++++ Exercise passage


      • Really. Can you explain how Israel stunted Egypt’s growth?

        • Charon says:

          The Zionists weren’t exactly saints, proudzionist777. If you are a real person, please know that Israel and Israeli interest groups made sure that the surrounding countries did not go easy on the Jewish people. As a result, the status quo. Except for Camp David. That was unpopular among the masses in Egypt. Not because they disliked Jewish people but because they thought they knew the truth. And they did. From 1967 onward, Israel was no friend of Egypt. 1973 was justified IMO. And current sincere attitudes are justified now.

          Just remember, people are not born to hate one and other. We are all far more alike than different. Once we accept this, there will be peace. Until then….

          I’m personally sorry if I’ve offended you in the past, proudzionist777. I do not agree with Zionism the political ideology nor do I accept the hatred Israelis show toward Palestinians. But I know there is hope and the foundation to change these opinions even in the near future. I hope at some point you see as I do,

        • Shingo says:

          Really. Can you explain how Israel stunted Egypt’s growth?

          The same way they are trying to stunt Iran’s.

    • MLE says:

      I would say camp David. The US funneled money into Egypt that went straight to the military pockets, and there was no incentives to modernize or develop, actually it was discouraged by the united states and israel because it’s easier to deal with a strongman in charge than a democratic institution, that was probably against peace with Israel in the first place. Also, Mubarak assisted in the closure of Gaza and didn’t complain if Israel accidentally did something, like kill border guards or police officers, while a democratic Egypt might make it a big diplomatic incident.
      There were no stipulations on how the US bribe money was to be used so Mubarak used it for himself and his allies, building villas on the north coast and sixth of october city, more military equipment an training, and other shananegans. None of that money was spent on infrastructure, education, healthcare, housing, or anything that improved the lives of ordinary Egyptians.

      But I can imagine you’d say- because arabs are lazy and stupid.

    • Shingo says:

      As far a developing nations go, Egypt and South Korea were on par in the early 1950′s.

      As far a sectarian democratic nations go, Israel and the UK were on par in the early 1950′s.

      Today, Israel has regressed to the 17th century.

  4. Keith says:

    “We live entangled in webs of endless deceit, often self-deceit, but with a little honest effort, it is possible to extricate ourselves from them. If we do, we will see a world that is rather different from the one presented to us by a remarkably effective ideological system, a world that is much uglier, often horrifying.” (Noam Chomsky)

    • Keith says:

      Most are familiar with “Manufacturing Consent” by Noam Chomsky and Edward S. Herman. It documents the hardly surprising bias and propaganda of the main stream news media. I think we are all more or less aware of this obvious reality. Less discussed, however, is the propaganda impact of the cultural system which this article calls attention to. My own view is that the mythology/ideology promoted in the entertainment and cultural media is at least as important in the manufacture of consent as news media bias. Most humans willingly adapt their cognitive interpretations to be consistent with group mythology/ideology. As such, the average person perceives reality in a massively distorted fashion due to this ideological preconditioning. In other words, people’s opinions are formed in such a way as to be logically consistent with culturally based misrepresentations of reality. Misrepresentations, I might add, which are consistent with elite objectives.

  5. Tuyzentfloot says:

    The top image at the arabist http://www.arabist.net shows a scene in Cairo and it is from a rather anglophile belgian comic from around 1950. The atmosphere in Egypt is quite colonial. The protagonist is also accompanied by a trusty indian servant.
    The book probably was my first encounter with Egypt as a kid.
    This one: link to amazon.com

  6. Very eye-opening. Thanks James for writing, and Mondo for publishing it!

++++++++
++++ Provided records

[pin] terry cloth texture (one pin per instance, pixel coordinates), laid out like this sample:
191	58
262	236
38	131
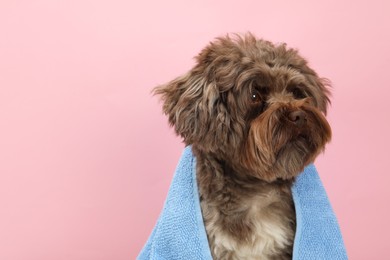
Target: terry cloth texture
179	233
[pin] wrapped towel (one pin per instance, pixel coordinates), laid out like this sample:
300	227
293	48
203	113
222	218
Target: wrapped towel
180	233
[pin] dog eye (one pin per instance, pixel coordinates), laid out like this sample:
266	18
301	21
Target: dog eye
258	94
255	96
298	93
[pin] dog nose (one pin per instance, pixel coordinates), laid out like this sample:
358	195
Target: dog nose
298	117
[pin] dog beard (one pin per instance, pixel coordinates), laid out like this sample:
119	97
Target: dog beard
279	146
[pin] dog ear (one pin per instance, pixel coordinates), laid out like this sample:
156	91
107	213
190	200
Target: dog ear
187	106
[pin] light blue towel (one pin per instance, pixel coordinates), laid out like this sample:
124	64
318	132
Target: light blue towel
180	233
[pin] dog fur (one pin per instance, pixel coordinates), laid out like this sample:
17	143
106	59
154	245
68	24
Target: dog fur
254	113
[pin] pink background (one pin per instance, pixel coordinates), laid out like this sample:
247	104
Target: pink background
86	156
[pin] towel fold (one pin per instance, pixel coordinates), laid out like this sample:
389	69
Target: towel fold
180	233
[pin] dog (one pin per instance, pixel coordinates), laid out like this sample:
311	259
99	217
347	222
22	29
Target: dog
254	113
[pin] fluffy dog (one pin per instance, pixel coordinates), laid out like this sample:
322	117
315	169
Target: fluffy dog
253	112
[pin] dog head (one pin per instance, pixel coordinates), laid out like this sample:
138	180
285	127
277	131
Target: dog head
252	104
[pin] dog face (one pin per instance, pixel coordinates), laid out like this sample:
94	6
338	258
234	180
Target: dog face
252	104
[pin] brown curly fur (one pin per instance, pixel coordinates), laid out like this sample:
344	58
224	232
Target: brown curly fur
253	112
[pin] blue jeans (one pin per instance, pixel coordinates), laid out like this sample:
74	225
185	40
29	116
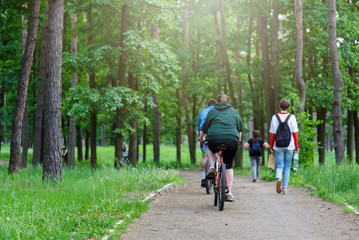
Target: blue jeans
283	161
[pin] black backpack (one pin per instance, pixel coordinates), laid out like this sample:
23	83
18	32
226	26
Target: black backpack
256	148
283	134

++++++++
++++ Provided records

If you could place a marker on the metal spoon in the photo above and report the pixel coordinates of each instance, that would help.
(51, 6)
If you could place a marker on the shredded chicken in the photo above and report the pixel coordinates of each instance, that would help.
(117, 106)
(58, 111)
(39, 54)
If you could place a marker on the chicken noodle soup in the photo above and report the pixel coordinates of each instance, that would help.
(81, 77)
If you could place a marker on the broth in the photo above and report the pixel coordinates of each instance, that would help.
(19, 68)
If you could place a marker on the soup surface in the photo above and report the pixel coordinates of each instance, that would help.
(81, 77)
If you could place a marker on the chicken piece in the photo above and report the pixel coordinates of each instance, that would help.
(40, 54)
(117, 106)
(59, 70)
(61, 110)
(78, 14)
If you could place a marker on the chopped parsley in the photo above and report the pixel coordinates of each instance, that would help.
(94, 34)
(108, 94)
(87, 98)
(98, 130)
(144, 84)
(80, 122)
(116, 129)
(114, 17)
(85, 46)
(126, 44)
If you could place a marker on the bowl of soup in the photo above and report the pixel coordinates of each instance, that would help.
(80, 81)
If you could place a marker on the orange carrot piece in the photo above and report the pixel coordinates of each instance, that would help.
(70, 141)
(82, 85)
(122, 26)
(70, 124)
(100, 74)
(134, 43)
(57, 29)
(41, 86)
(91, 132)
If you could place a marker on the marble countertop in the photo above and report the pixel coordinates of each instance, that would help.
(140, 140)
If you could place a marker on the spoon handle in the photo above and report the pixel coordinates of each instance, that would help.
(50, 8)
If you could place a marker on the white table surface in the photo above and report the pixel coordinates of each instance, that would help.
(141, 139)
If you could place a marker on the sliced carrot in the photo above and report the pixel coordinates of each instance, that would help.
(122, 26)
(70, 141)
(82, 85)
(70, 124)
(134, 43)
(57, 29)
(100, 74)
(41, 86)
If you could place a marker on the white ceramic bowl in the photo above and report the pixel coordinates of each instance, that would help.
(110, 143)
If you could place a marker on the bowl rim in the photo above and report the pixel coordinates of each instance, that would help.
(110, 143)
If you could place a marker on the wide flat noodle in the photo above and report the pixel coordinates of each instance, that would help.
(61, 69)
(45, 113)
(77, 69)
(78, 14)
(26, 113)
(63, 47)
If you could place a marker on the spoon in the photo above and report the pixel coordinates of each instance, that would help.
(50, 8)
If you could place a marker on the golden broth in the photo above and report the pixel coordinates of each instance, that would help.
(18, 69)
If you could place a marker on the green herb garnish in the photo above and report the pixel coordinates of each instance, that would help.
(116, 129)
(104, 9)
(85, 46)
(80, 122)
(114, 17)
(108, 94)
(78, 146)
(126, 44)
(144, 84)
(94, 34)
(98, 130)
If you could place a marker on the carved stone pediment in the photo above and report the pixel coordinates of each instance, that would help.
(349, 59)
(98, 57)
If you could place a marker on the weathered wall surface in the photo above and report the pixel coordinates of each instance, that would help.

++++++++
++++ Provided records

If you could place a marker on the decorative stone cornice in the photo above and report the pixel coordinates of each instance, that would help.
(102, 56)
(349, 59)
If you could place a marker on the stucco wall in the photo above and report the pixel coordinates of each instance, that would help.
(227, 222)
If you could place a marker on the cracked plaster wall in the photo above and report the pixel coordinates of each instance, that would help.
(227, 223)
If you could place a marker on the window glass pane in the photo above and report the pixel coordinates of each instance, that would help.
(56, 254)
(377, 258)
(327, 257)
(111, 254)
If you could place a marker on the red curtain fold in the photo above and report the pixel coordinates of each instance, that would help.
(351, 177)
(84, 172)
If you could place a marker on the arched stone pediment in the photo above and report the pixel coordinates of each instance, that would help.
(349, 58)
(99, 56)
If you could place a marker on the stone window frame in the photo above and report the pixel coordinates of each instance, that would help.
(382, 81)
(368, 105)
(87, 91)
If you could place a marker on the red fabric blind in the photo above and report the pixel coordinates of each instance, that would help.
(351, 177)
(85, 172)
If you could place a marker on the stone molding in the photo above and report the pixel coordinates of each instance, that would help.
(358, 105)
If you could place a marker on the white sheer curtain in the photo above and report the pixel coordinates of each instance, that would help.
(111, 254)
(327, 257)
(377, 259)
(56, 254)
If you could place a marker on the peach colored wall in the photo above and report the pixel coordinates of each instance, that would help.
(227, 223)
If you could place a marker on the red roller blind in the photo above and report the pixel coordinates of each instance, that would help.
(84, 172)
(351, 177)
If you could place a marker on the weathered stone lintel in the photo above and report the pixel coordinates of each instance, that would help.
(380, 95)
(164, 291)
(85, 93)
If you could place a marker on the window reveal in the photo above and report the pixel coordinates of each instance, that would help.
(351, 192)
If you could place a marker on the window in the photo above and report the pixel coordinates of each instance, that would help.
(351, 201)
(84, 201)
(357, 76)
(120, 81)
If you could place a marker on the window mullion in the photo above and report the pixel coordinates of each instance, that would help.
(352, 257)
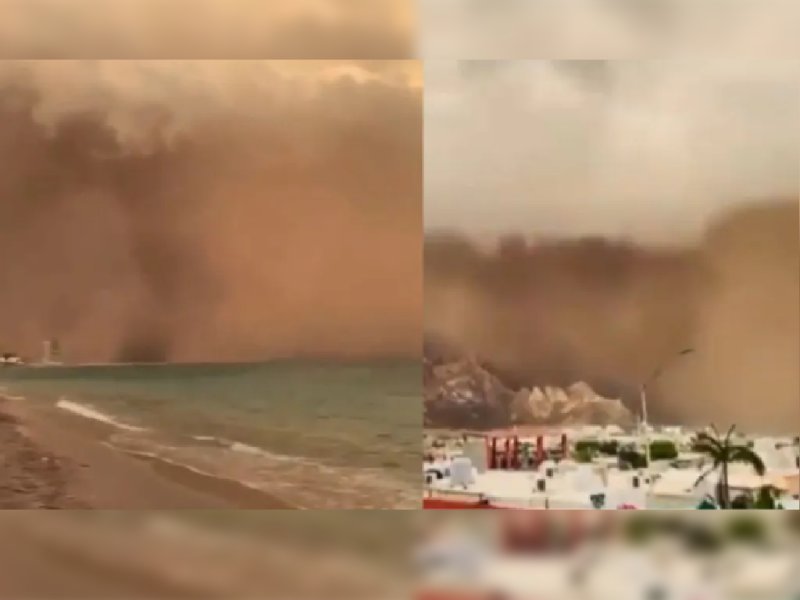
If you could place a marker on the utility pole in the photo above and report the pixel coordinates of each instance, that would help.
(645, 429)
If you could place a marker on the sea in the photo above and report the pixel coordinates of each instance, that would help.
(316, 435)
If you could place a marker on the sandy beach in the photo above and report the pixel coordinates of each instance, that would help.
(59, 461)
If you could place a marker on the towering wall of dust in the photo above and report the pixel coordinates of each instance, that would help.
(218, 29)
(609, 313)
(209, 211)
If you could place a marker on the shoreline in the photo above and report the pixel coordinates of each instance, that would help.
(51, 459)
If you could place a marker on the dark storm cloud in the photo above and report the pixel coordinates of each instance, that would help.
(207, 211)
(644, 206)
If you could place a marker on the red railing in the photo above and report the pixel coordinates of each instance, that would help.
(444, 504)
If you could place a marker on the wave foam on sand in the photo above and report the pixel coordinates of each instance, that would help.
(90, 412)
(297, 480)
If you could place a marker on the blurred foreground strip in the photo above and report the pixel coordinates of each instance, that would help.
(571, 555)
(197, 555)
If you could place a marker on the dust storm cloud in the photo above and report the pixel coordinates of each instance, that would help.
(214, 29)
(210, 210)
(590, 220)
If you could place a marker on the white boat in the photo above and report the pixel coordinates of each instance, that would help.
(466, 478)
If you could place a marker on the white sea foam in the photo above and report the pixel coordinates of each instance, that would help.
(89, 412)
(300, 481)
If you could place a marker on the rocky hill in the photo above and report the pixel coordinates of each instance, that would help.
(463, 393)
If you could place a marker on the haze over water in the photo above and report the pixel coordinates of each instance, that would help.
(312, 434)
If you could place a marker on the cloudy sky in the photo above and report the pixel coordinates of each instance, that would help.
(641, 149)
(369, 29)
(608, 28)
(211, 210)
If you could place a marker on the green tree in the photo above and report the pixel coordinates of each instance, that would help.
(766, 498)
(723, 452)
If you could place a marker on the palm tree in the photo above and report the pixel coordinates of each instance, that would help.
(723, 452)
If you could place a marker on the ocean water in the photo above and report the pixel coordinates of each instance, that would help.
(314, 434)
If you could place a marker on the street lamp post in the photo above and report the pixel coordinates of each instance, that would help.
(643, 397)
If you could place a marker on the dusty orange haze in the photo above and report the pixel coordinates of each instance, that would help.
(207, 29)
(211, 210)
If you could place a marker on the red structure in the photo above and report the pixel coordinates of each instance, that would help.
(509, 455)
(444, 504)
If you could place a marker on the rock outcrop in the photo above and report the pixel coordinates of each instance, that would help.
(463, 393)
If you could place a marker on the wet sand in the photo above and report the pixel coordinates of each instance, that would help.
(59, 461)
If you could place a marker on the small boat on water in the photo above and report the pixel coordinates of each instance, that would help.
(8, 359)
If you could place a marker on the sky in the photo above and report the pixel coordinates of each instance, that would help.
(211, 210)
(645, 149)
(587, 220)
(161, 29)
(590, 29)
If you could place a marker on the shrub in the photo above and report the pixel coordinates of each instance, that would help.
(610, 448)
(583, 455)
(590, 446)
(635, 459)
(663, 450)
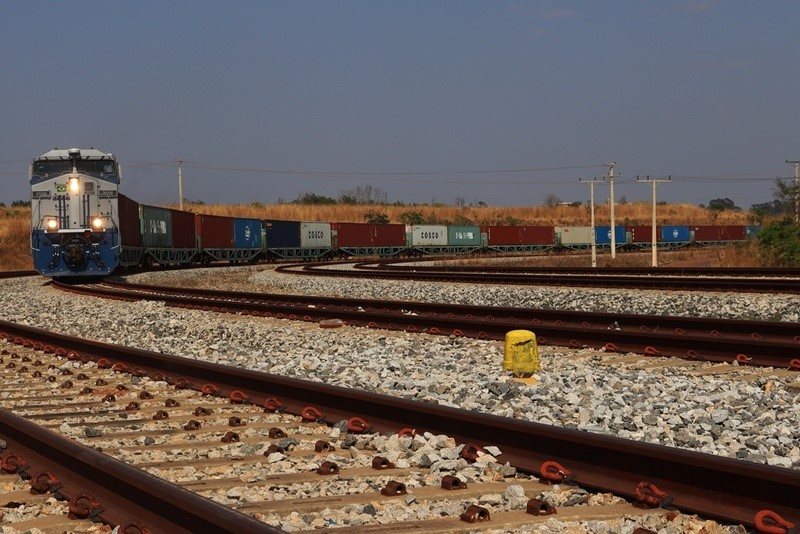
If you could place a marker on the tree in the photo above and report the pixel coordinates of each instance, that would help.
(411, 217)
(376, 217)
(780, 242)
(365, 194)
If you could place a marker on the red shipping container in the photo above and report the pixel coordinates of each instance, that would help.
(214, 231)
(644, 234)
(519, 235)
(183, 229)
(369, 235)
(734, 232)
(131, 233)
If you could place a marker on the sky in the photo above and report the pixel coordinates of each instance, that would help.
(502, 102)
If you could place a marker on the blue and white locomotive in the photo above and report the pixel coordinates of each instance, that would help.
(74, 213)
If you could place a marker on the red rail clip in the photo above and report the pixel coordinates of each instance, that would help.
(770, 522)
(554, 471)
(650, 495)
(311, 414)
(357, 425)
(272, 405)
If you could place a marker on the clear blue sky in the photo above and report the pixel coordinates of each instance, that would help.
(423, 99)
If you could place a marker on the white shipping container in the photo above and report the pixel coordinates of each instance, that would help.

++++++++

Exercise tasks —
**a.** Answer these questions using the comment thread.
(i) According to MLE, where did Mubarak build villas?
(ii) According to Shingo, which country was Egypt on par with as a developing nation in the early 1950s?
(iii) Who wrote "Manufacturing Consent," as named by Keith?
**b.** Translate this sentence from the comment thread into Spanish: "We are all far more alike than different."
**c.** Write down the part of the comment thread that opens with the words containing "The Zionists weren’t" and closes with "are justified now.".

Answer section —
**a.**
(i) On the north coast and in sixth of october city.
(ii) South Korea.
(iii) Noam Chomsky and Edward S. Herman.

**b.** Todos somos mucho más parecidos que diferentes.

**c.**
The Zionists weren’t exactly saints, proudzionist777. If you are a real person, please know that Israel and Israeli interest groups made sure that the surrounding countries did not go easy on the Jewish people. As a result, the status quo. Except for Camp David. That was unpopular among the masses in Egypt. Not because they disliked Jewish people but because they thought they knew the truth. And they did. From 1967 onward, Israel was no friend of Egypt. 1973 was justified IMO. And current sincere attitudes are justified now.